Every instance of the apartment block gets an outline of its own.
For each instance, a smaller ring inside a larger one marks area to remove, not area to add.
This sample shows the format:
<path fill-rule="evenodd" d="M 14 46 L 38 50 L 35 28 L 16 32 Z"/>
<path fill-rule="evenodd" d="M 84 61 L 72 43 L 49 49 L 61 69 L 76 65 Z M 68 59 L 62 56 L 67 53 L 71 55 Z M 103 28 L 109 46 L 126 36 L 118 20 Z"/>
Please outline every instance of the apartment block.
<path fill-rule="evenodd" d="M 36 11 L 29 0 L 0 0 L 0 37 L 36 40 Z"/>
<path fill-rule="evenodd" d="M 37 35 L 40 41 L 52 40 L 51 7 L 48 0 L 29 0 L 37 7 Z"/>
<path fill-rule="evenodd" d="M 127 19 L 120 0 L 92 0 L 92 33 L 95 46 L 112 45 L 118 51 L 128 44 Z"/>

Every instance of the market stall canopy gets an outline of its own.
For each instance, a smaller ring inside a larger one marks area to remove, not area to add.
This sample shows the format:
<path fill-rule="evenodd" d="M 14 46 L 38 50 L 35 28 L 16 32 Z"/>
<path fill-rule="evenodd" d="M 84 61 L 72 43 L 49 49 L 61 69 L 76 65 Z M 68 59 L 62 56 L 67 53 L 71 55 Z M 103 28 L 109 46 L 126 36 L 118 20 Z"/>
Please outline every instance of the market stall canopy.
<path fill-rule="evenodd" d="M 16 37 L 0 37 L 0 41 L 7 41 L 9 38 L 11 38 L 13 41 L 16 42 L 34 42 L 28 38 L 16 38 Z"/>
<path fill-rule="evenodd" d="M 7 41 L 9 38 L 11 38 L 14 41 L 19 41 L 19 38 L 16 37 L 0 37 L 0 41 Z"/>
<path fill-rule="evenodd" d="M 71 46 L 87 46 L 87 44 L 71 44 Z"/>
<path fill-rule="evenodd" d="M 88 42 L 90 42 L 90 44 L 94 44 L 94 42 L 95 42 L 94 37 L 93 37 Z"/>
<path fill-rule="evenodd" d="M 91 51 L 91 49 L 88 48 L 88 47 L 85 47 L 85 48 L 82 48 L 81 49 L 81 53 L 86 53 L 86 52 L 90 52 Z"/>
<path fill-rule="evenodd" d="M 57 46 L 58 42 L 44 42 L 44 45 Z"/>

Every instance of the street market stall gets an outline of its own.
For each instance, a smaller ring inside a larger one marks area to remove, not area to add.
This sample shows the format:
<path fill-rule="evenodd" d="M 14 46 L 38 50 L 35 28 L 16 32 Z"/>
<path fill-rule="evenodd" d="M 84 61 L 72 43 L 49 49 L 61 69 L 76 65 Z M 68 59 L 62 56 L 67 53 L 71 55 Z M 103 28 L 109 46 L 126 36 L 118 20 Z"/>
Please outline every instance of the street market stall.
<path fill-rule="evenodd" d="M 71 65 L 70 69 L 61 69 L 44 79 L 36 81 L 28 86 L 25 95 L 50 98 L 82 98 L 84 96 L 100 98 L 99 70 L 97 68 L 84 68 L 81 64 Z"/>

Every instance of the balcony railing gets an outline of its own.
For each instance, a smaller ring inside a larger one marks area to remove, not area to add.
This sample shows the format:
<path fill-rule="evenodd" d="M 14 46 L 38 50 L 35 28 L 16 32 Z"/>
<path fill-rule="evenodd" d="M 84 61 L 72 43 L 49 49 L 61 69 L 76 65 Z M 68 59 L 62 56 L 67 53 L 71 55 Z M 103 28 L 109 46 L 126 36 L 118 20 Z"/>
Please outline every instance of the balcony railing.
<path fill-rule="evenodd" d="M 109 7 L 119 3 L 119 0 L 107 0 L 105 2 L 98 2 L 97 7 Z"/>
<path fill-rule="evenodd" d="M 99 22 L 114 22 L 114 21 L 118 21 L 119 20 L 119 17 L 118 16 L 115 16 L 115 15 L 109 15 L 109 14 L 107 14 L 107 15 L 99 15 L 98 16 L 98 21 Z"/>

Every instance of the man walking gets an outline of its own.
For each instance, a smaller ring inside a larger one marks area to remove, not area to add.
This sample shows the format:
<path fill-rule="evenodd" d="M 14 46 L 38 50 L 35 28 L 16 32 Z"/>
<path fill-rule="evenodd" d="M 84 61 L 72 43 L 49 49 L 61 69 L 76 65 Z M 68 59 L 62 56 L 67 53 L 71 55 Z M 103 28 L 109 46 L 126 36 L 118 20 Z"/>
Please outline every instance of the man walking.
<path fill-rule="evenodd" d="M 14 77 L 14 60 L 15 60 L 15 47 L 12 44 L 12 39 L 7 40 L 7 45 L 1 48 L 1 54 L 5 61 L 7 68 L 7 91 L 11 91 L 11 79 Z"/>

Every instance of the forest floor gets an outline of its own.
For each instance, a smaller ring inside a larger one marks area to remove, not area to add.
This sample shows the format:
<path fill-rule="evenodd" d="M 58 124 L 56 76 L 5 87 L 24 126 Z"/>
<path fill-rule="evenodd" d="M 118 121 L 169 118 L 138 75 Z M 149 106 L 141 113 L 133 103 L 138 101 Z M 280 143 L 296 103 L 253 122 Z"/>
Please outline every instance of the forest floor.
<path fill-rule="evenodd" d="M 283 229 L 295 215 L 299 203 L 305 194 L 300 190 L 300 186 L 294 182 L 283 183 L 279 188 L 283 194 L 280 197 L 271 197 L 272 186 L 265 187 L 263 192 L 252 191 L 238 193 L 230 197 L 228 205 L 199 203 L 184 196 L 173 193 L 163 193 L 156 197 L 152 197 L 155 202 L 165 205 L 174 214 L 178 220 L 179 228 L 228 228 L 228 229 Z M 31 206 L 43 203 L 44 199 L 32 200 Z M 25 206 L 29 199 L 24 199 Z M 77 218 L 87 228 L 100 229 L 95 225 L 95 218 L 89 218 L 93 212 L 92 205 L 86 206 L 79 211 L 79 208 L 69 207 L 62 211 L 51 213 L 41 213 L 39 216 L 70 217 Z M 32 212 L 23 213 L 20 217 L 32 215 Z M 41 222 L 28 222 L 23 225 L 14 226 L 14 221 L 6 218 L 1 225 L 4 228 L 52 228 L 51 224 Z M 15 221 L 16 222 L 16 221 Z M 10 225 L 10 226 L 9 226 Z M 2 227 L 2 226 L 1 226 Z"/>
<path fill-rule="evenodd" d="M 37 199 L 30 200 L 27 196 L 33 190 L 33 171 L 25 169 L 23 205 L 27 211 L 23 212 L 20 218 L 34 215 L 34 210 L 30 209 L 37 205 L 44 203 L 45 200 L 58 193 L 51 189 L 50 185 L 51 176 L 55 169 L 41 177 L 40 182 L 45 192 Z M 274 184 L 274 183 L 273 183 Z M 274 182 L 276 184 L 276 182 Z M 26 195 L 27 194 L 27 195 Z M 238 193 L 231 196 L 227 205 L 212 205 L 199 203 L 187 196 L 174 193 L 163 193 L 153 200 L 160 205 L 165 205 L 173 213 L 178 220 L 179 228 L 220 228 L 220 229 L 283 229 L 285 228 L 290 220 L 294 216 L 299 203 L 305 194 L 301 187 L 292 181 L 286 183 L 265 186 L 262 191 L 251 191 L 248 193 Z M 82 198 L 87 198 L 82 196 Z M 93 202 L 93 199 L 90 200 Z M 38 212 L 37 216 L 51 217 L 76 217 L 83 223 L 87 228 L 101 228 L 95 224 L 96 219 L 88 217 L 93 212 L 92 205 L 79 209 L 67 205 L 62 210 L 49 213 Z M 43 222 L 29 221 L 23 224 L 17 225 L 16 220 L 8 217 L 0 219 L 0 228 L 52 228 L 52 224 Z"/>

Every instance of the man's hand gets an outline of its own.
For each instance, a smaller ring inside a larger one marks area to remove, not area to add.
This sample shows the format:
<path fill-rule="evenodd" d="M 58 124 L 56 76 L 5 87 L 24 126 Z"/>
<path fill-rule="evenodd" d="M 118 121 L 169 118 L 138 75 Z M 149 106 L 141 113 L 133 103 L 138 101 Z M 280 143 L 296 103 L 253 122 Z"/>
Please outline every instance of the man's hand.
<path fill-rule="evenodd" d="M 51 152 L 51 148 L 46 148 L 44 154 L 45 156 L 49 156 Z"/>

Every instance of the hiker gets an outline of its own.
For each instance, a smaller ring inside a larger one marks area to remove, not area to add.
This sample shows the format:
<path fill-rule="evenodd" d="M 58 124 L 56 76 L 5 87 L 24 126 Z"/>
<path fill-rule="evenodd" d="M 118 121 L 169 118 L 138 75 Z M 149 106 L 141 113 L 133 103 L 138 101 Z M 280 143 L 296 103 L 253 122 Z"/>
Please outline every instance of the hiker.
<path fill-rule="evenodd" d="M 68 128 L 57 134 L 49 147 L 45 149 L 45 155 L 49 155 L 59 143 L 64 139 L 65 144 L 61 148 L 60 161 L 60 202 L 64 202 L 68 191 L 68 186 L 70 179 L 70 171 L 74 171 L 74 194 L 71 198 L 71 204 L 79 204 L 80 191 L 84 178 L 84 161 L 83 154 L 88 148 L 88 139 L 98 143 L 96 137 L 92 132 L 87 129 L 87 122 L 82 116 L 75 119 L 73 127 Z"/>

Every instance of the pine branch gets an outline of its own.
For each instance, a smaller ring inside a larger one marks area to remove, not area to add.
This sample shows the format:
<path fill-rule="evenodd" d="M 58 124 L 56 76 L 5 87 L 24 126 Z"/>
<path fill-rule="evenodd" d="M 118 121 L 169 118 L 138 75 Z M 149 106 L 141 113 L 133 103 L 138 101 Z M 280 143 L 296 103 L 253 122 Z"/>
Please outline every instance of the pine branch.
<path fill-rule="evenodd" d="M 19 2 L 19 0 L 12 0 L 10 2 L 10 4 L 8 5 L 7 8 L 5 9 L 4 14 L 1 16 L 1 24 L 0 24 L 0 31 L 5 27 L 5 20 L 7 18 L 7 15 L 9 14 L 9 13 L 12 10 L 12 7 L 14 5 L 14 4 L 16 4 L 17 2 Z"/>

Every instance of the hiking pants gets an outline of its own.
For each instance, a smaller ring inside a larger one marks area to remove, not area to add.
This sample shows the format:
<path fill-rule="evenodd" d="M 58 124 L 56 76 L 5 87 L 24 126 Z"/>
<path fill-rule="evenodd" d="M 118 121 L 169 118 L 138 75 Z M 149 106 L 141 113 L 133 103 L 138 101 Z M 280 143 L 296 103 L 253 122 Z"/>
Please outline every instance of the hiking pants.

****************

Exercise objective:
Reproduce the data above without any change, everything from the line containing "Every instance of the street market stall gets" down to the line containing "84 96 L 100", both of those lines included.

Finished exercise:
Every instance of the street market stall gets an outline of its own.
For each instance, a smaller ring inside a larger one marks area to remove, not area to add.
This sample shows the format:
<path fill-rule="evenodd" d="M 14 46 L 38 50 L 35 28 L 16 32 Z"/>
<path fill-rule="evenodd" d="M 84 61 L 72 43 L 49 49 L 61 69 L 76 65 Z M 68 59 L 62 56 L 67 53 L 71 55 Z M 103 28 L 109 46 L 126 36 L 118 20 Z"/>
Please outline every instance of the street market stall.
<path fill-rule="evenodd" d="M 71 65 L 70 69 L 61 69 L 44 79 L 36 81 L 28 86 L 25 95 L 50 98 L 82 98 L 84 96 L 100 98 L 99 70 L 97 68 L 84 68 L 81 64 Z"/>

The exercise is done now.